• Direction
Print every one of the items below line for line, changing nothing.

== Data rows ==

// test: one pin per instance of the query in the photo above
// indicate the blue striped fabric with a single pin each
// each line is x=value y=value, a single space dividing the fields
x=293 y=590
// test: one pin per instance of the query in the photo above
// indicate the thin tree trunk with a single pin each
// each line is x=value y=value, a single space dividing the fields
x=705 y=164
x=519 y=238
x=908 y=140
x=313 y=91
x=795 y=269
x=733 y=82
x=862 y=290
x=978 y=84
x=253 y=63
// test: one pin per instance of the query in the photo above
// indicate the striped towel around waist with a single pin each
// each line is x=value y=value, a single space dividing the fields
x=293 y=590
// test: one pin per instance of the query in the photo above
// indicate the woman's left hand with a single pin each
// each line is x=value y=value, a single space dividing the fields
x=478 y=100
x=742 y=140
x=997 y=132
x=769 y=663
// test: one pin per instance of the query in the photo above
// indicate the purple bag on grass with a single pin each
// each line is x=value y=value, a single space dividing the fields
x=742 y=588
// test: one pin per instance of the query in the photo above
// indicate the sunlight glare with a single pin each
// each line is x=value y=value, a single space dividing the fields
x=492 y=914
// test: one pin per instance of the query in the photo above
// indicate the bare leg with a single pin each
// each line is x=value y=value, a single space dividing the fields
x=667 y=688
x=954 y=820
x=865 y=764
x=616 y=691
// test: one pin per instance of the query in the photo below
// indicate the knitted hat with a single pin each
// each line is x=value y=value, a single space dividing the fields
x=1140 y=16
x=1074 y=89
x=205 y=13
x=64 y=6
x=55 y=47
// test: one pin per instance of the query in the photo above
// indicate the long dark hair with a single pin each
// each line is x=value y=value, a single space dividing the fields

===

• The output
// test: one pin per instance of the query in the photo above
// indicate the blue striped fabric with a single pin each
// each line is x=value y=value, a single space dividing the fields
x=293 y=590
// test: one pin per instance of the query in the photo above
// indicate the thin tree trunk with a single pin each
// each line is x=value y=value, a single space dividing the fields
x=705 y=164
x=519 y=238
x=908 y=140
x=313 y=91
x=795 y=269
x=733 y=82
x=862 y=290
x=978 y=84
x=253 y=63
// test: one pin per instance of the query in the photo above
// indicate the striped towel around waist with a single pin each
// each line is x=value y=value, a single space dividing the fields
x=293 y=590
// test: one pin per instance of the query in the photo above
// indicate the woman's left hand with a single pin each
// each line is x=value y=value, a single space dividing the fields
x=478 y=100
x=742 y=140
x=997 y=132
x=769 y=663
// test: one pin per instance of the query in the photo above
// indicate the purple bag on grass with a single pin each
// each line is x=value y=value, a single space dividing the fields
x=742 y=588
// test: one pin per instance of the query in the photo above
// indicate the sunlight glare with a single pin each
// each line is x=value y=value, a single space dividing the fields
x=492 y=914
// test: one pin per instance of the query in the photo above
// indicate the bare leg with a single pin each
// each line is x=value y=value, a single space dividing the fields
x=667 y=688
x=954 y=820
x=865 y=764
x=616 y=691
// test: one pin per instance of the query in the photo below
// indicate the knitted hat with a single pin each
// each line is x=value y=value, a single space dividing the fields
x=1140 y=16
x=1074 y=89
x=205 y=13
x=64 y=6
x=55 y=47
// test: one pin per instance of the query in the photo above
// indicate the long dark hair with a single pin each
// each line is x=value y=value, a single space dividing the fields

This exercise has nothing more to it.